■ **Exercise requirements**
Nothing but the line holding "church building in the photo above." and the lines after it, through the end of the records, should be set down, each exactly as it is.

■ **Data records**
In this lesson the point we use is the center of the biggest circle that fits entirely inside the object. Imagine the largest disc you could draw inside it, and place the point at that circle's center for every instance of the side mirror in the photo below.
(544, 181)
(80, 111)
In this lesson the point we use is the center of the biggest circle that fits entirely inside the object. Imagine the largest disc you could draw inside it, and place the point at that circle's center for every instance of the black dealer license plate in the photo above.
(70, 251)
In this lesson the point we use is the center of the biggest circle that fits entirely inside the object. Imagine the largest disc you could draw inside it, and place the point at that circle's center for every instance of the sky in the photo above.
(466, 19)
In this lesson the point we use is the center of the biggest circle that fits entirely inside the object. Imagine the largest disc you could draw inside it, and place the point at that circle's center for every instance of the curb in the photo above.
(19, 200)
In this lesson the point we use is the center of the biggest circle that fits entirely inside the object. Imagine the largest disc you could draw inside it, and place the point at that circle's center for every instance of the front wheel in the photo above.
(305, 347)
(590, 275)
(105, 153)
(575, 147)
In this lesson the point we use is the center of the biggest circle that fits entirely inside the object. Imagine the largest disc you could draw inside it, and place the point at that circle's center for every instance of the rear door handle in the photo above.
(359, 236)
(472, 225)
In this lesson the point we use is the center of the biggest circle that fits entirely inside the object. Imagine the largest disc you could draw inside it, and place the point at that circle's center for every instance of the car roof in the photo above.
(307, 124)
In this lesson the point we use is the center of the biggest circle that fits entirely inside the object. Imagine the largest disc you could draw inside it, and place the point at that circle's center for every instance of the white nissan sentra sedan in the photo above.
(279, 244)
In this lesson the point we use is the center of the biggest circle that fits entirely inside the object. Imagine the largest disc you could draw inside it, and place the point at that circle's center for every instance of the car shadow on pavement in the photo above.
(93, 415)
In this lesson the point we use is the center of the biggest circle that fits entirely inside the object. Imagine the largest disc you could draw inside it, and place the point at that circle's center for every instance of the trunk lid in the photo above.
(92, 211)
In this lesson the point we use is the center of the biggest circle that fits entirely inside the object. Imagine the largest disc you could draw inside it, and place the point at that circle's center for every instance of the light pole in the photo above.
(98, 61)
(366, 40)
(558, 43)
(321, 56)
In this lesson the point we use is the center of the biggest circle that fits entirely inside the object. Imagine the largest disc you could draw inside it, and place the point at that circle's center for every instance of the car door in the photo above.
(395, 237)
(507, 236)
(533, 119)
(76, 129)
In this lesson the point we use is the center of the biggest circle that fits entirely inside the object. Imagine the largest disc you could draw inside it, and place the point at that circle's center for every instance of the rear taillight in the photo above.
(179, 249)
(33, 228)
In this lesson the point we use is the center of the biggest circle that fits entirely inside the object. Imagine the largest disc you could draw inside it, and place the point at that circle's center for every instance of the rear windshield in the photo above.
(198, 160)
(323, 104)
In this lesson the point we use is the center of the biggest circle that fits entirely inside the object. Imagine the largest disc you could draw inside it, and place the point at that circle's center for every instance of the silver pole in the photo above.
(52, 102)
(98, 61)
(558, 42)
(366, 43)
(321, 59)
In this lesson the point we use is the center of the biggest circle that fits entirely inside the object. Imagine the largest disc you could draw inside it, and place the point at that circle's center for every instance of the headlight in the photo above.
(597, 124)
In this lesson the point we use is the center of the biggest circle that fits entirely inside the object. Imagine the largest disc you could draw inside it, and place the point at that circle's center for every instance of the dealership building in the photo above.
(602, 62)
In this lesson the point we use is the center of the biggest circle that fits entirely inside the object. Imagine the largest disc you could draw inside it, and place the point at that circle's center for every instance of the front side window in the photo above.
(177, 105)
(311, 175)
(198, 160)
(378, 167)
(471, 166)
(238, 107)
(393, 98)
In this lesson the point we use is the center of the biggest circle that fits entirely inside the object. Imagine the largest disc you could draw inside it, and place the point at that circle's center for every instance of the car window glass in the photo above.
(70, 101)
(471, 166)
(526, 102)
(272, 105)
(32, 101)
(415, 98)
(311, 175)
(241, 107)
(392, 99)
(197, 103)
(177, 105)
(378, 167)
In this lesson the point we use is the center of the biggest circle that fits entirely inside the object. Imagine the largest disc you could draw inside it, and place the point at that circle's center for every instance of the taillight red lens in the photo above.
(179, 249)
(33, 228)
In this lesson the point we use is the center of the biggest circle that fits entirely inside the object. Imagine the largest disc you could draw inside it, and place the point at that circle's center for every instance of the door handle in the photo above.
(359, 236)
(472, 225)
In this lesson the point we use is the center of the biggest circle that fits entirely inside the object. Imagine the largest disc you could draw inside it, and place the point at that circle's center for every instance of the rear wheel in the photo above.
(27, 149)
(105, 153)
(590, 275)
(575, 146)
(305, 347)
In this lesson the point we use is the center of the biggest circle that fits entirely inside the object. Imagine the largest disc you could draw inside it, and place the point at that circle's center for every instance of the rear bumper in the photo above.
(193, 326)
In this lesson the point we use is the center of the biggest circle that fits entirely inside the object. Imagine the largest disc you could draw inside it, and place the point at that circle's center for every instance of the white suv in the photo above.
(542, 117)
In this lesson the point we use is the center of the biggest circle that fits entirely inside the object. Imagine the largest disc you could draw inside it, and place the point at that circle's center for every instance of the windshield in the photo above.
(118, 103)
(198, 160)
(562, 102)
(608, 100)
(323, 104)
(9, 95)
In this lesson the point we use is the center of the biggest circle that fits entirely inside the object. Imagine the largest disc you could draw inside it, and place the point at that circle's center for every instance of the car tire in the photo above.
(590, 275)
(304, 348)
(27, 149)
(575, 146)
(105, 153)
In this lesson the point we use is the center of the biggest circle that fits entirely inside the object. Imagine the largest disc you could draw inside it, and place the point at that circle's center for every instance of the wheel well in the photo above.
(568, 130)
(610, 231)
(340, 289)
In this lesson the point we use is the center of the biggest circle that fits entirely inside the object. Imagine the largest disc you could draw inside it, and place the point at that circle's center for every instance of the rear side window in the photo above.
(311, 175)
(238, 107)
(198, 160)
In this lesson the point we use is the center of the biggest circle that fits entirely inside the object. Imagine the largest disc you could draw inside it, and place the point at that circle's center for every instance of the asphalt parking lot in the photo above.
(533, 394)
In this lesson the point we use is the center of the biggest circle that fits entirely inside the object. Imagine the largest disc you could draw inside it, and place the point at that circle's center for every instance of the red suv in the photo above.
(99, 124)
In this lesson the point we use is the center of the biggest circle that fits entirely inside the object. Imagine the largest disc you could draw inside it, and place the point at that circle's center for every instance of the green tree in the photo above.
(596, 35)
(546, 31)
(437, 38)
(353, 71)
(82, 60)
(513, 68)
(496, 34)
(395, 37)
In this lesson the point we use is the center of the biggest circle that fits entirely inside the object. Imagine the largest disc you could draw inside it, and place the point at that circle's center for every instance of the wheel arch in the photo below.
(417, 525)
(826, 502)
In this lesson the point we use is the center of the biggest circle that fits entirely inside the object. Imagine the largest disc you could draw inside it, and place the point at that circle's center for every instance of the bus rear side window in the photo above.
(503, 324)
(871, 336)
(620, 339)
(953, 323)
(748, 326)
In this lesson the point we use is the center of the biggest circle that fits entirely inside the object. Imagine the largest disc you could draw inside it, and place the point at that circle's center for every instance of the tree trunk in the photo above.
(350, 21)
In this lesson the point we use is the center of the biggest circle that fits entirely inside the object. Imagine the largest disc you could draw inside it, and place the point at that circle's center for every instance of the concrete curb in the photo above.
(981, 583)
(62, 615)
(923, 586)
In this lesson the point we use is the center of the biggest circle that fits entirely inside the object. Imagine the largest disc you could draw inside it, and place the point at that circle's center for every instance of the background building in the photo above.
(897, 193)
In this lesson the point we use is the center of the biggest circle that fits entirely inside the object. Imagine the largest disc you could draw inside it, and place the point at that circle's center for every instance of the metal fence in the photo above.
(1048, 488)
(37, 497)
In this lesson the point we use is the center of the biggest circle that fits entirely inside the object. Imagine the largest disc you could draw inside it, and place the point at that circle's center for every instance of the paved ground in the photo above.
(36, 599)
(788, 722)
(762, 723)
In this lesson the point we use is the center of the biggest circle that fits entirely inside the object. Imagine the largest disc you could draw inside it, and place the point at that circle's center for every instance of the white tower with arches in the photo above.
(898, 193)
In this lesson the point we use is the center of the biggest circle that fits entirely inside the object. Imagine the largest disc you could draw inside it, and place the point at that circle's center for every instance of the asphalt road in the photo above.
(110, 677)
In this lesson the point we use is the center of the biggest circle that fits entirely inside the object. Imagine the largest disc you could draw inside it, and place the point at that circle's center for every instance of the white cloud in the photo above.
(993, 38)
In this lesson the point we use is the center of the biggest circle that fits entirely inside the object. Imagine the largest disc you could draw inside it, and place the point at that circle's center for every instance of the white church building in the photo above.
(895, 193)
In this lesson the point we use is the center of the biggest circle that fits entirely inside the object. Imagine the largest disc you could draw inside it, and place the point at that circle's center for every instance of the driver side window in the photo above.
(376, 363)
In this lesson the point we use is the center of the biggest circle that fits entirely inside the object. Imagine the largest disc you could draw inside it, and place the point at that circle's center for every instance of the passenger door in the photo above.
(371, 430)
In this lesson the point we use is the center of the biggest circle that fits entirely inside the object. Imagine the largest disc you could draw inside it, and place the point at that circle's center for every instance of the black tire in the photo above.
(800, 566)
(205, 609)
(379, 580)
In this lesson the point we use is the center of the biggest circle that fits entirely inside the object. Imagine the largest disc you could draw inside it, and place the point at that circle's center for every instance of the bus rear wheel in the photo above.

■ **Output**
In this lesson the point we use is the center of the biggest circle that fits entirely inside the object. Imagine the largest disc you could draw inside it, and place the point at that circle's center for every instance of the white church building in the photo above.
(895, 193)
In this lesson the point we use is the center of the biggest circle that fits entirely inside the object. Imagine the largest disc you could draw inside it, and place the point at that circle's center for every instance of the driver side window in the photo above.
(376, 363)
In this lesson the point we use is the center of the biggest circle that fits entirely inside the object. Imagine the largest disc you could draw inside it, and place the point at that circle's center for every instance of the passenger door in the photo above.
(371, 430)
In this lesson the point we use is the center of the biggest circle that fits entirely inside the object. Imagine the largest disc you could draw inside it, and place the point at that circle's center for every instance of the black tire in the photo above.
(800, 566)
(205, 609)
(379, 580)
In this lesson the point we use is the center of the biggest circle that fits entirely inside the object. Imagine the largest disc you could draw inside it, and place the point at that circle's center for every instance of the bus rear wheel in the photo above.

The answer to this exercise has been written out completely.